Problems to solve:
[a] Can you output, word for word, the part of the passage on Zhao's career between "The head-strong Zhao" and "most elite circles.", inclusive?
[b] Which lines of the records contain the word "window"? Pull out each of them.
--- BEGIN Selected passage ---
In college, Zhao devoured a translation of Silicon Valley Fever, a 1984 book about Apple and Hewlett Packard, which sparked an entrepreneurial drive. For extra cash, he repaired televisions. After graduation, he worked for an I.T. firm in Zhongguancun, a Beijing district known as “China’s Silicon Alley.” And in 1993, he returned to Tsinghua to pursue a Masters degree.
Tsinghua had recently begun commercializing some of its research, in part to augment low teacher salaries in a weak and battered economy. On the recommendation of a professor who recognized Zhao’s business zeal, he was hired, in 1997, to head a new electronics company, Tsinghua Tongfang, which was a subsidiary of Tsinghua Holdings, the umbrella group which owns Unigroup.
The head-strong Zhao had a particular penchant for acquisitions and mergers. His first purchase for Tongfang was a state-owned supplier of satellite technology to the People’s Liberation Army, which he converted into a successful manufacturer of products for power plants. He also invested in a healthcare website and managed to sell it for a profit before the Dot Com Bubble popped.
Although Zhao had not grown up with particularly impressive family connections or networks, his success at Tsinghua University and its affiliated companies started to give him exposure and access to Beijing’s most elite circles.
But Zhao’s real break came when Tongfang acquired Xinjiang Gas Group. He was appointed chairman and relocated to the region, his childhood home, in 2004. While there as a gas company executive, Zhao discovered a passion for the real estate business. China had recently privatized its housing market, and Xinjiang real estate was booming as the government invested heavily to develop the historically neglected region. With Tongfang, Zhao formed a joint-venture that eventually became known as Beijing Jiankun Real Estate.
--- END Selected passage ---
--- BEGIN Given data ---
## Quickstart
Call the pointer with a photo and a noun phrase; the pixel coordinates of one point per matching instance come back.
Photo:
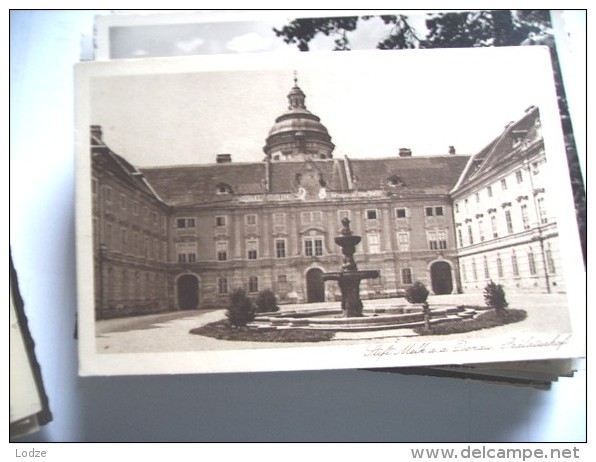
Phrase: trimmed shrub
(266, 302)
(417, 293)
(494, 296)
(240, 309)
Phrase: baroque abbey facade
(183, 237)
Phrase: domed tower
(298, 134)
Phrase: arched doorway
(315, 286)
(440, 274)
(187, 288)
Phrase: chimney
(96, 135)
(223, 158)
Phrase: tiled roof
(501, 148)
(199, 184)
(427, 174)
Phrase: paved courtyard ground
(169, 332)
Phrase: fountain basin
(371, 320)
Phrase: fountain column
(349, 277)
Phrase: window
(442, 238)
(341, 214)
(282, 283)
(541, 210)
(525, 219)
(460, 238)
(470, 235)
(374, 245)
(221, 248)
(318, 247)
(313, 247)
(223, 188)
(123, 238)
(402, 212)
(509, 221)
(481, 230)
(406, 275)
(531, 262)
(185, 223)
(493, 225)
(186, 252)
(371, 214)
(279, 222)
(251, 249)
(308, 218)
(222, 285)
(514, 266)
(499, 266)
(403, 241)
(220, 221)
(432, 240)
(550, 261)
(280, 248)
(437, 240)
(108, 236)
(434, 211)
(253, 284)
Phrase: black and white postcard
(296, 211)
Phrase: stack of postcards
(242, 206)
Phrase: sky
(187, 110)
(230, 81)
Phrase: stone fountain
(349, 277)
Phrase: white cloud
(190, 46)
(248, 43)
(139, 52)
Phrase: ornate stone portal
(349, 277)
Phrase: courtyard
(169, 332)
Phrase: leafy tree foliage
(481, 28)
(494, 296)
(417, 293)
(267, 302)
(240, 311)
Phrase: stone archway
(441, 279)
(187, 290)
(315, 286)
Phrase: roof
(427, 174)
(200, 184)
(502, 148)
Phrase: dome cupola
(298, 134)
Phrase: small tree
(240, 309)
(266, 301)
(494, 296)
(418, 293)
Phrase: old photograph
(324, 210)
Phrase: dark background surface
(341, 405)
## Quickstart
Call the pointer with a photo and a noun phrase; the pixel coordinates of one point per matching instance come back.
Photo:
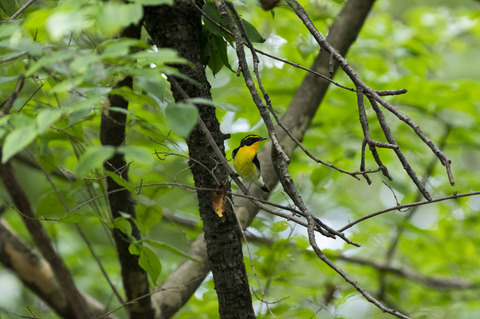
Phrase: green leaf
(49, 60)
(215, 62)
(75, 217)
(169, 248)
(93, 158)
(222, 51)
(181, 117)
(223, 105)
(123, 225)
(9, 6)
(17, 140)
(138, 154)
(121, 182)
(160, 57)
(150, 263)
(46, 118)
(280, 226)
(113, 16)
(69, 20)
(154, 2)
(151, 81)
(120, 47)
(252, 32)
(212, 12)
(148, 218)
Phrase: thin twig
(264, 299)
(403, 206)
(363, 292)
(300, 11)
(19, 11)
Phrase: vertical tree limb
(179, 27)
(41, 239)
(183, 282)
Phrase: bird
(246, 162)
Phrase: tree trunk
(179, 27)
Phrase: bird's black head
(251, 139)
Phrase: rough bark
(179, 27)
(297, 118)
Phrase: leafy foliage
(70, 60)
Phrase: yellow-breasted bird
(246, 162)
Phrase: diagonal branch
(78, 308)
(334, 54)
(185, 279)
(37, 274)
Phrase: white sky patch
(231, 126)
(273, 43)
(425, 218)
(355, 307)
(387, 198)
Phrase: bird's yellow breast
(243, 162)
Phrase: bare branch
(368, 91)
(400, 207)
(432, 282)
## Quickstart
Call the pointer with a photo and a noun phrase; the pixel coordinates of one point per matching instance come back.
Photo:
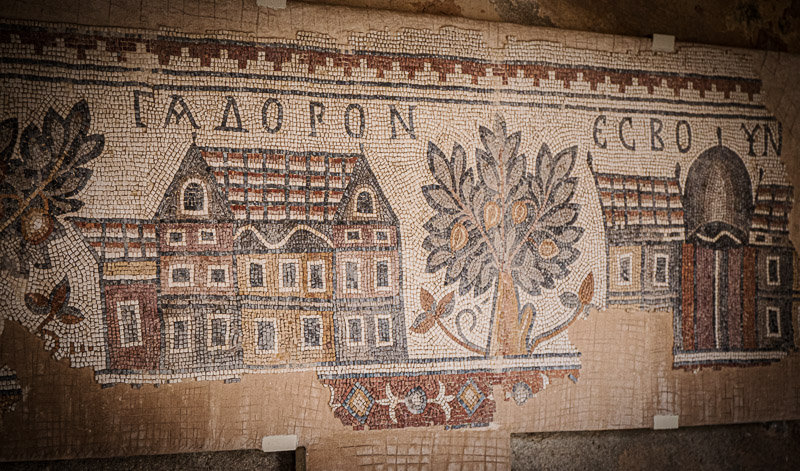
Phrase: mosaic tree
(35, 188)
(503, 227)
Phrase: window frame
(378, 341)
(777, 312)
(777, 281)
(357, 289)
(120, 325)
(215, 284)
(171, 334)
(213, 232)
(181, 204)
(182, 232)
(628, 256)
(210, 331)
(356, 231)
(382, 242)
(256, 323)
(656, 257)
(180, 284)
(371, 193)
(309, 264)
(388, 261)
(262, 266)
(348, 331)
(303, 345)
(297, 275)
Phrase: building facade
(253, 260)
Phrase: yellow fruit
(491, 215)
(519, 212)
(548, 249)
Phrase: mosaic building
(425, 227)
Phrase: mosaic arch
(417, 219)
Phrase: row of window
(180, 338)
(661, 272)
(193, 199)
(130, 328)
(289, 276)
(205, 236)
(182, 275)
(356, 332)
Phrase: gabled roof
(773, 203)
(193, 166)
(279, 185)
(649, 206)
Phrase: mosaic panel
(417, 218)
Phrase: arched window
(364, 203)
(193, 198)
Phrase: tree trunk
(508, 333)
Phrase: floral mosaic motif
(54, 307)
(41, 183)
(501, 226)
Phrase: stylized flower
(42, 184)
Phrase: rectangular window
(217, 276)
(316, 276)
(219, 333)
(382, 274)
(351, 275)
(355, 330)
(180, 335)
(181, 275)
(130, 323)
(266, 336)
(661, 273)
(382, 236)
(312, 332)
(625, 269)
(288, 275)
(773, 271)
(256, 275)
(208, 236)
(176, 238)
(773, 322)
(383, 325)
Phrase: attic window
(364, 204)
(193, 198)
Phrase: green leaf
(37, 303)
(438, 165)
(563, 163)
(53, 132)
(563, 192)
(8, 139)
(560, 216)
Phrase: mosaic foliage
(268, 208)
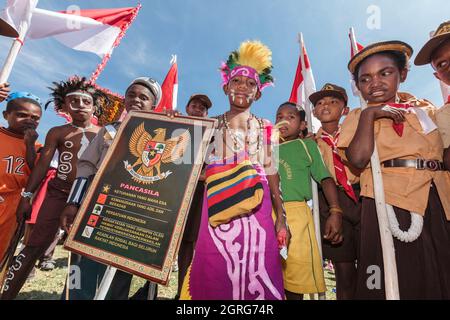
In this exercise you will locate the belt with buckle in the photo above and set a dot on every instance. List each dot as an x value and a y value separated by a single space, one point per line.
419 164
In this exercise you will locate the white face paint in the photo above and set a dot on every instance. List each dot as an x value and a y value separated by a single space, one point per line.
232 94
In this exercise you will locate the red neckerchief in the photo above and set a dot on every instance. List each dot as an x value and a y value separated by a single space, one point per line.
398 128
339 168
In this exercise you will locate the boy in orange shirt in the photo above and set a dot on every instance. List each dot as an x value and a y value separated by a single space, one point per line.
17 157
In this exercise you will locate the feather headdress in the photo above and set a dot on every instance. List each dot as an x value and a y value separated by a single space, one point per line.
253 59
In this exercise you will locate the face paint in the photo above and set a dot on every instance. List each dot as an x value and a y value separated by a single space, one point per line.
82 104
232 95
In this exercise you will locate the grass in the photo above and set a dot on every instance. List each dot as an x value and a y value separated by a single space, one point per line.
49 285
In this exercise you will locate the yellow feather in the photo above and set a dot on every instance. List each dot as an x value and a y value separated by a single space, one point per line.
255 54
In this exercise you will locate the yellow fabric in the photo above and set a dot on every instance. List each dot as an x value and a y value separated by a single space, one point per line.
406 188
229 182
302 270
327 155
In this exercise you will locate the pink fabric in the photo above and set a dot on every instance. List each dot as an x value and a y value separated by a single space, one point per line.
40 196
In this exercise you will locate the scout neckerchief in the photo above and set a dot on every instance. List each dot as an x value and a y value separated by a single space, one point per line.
398 127
339 168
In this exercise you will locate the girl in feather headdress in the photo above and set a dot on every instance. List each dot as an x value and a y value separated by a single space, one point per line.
237 252
80 100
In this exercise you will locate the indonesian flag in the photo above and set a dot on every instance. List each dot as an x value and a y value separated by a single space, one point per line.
169 88
355 47
93 30
303 86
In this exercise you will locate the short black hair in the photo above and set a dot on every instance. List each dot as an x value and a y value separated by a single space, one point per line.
443 43
17 102
301 112
398 57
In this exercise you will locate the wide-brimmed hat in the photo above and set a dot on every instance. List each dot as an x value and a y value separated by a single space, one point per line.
152 85
441 34
328 90
398 46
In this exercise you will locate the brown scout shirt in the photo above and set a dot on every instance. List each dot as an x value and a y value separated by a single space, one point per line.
406 188
93 156
327 155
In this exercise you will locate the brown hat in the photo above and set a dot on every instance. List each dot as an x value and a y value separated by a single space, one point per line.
395 45
203 98
328 90
7 30
439 36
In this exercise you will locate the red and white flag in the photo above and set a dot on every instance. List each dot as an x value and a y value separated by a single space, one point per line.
303 86
169 88
92 30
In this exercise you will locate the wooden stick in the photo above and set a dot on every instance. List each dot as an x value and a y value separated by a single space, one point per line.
8 259
69 261
387 242
315 192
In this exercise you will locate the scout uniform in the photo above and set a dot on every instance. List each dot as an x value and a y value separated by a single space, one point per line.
14 173
347 182
298 161
414 181
441 35
87 166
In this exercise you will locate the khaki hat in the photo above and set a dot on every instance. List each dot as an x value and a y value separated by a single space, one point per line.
439 36
203 98
328 90
395 45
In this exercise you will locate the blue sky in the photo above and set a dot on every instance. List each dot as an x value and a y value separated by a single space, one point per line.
203 32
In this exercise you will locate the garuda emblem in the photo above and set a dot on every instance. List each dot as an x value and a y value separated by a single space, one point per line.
152 152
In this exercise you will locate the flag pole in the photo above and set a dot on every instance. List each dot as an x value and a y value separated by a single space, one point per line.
175 87
14 51
387 242
106 283
315 192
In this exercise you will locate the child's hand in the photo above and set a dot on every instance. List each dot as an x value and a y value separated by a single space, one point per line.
67 217
30 136
4 91
333 229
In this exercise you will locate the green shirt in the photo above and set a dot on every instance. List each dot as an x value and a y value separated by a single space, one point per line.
296 166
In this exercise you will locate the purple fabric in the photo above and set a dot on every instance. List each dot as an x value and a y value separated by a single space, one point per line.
238 260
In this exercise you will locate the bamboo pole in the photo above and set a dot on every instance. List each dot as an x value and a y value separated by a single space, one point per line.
387 242
315 192
106 283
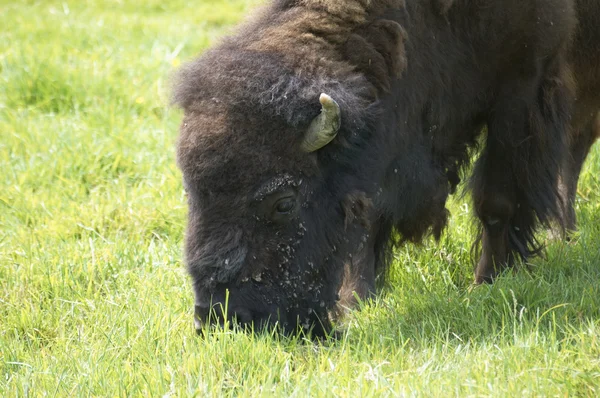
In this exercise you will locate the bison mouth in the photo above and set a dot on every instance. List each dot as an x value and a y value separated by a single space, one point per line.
244 314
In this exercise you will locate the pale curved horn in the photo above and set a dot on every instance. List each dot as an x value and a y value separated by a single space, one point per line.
324 127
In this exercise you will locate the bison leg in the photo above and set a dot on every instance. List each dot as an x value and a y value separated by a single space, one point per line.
515 183
582 139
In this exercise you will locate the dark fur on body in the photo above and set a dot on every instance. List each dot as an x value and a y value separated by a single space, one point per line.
416 83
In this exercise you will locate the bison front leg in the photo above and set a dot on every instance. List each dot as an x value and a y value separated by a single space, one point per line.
585 131
515 184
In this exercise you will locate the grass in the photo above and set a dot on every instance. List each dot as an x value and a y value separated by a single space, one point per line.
94 299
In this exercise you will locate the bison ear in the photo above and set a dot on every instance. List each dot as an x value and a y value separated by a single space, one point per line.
324 127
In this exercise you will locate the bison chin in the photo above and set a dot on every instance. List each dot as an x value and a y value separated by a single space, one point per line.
250 307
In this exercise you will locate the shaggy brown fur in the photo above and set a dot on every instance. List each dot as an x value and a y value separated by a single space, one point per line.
416 83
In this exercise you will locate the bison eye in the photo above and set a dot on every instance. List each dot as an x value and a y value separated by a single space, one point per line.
285 205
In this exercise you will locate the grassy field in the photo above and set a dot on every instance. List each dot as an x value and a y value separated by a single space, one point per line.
94 299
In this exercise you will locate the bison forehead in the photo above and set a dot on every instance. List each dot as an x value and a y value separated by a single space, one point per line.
--- END Given data ---
Task-by-task outputs:
[a]
The head-strong Zhao had a particular penchant for acquisitions and mergers. His first purchase for Tongfang was a state-owned supplier of satellite technology to the People’s Liberation Army, which he converted into a successful manufacturer of products for power plants. He also invested in a healthcare website and managed to sell it for a profit before the Dot Com Bubble popped.
Although Zhao had not grown up with particularly impressive family connections or networks, his success at Tsinghua University and its affiliated companies started to give him exposure and access to Beijing’s most elite circles.

[b]
Phrase: window
Phrase: window frame
Phrase: row of window
Phrase: arched window
Phrase: rectangular window
Phrase: attic window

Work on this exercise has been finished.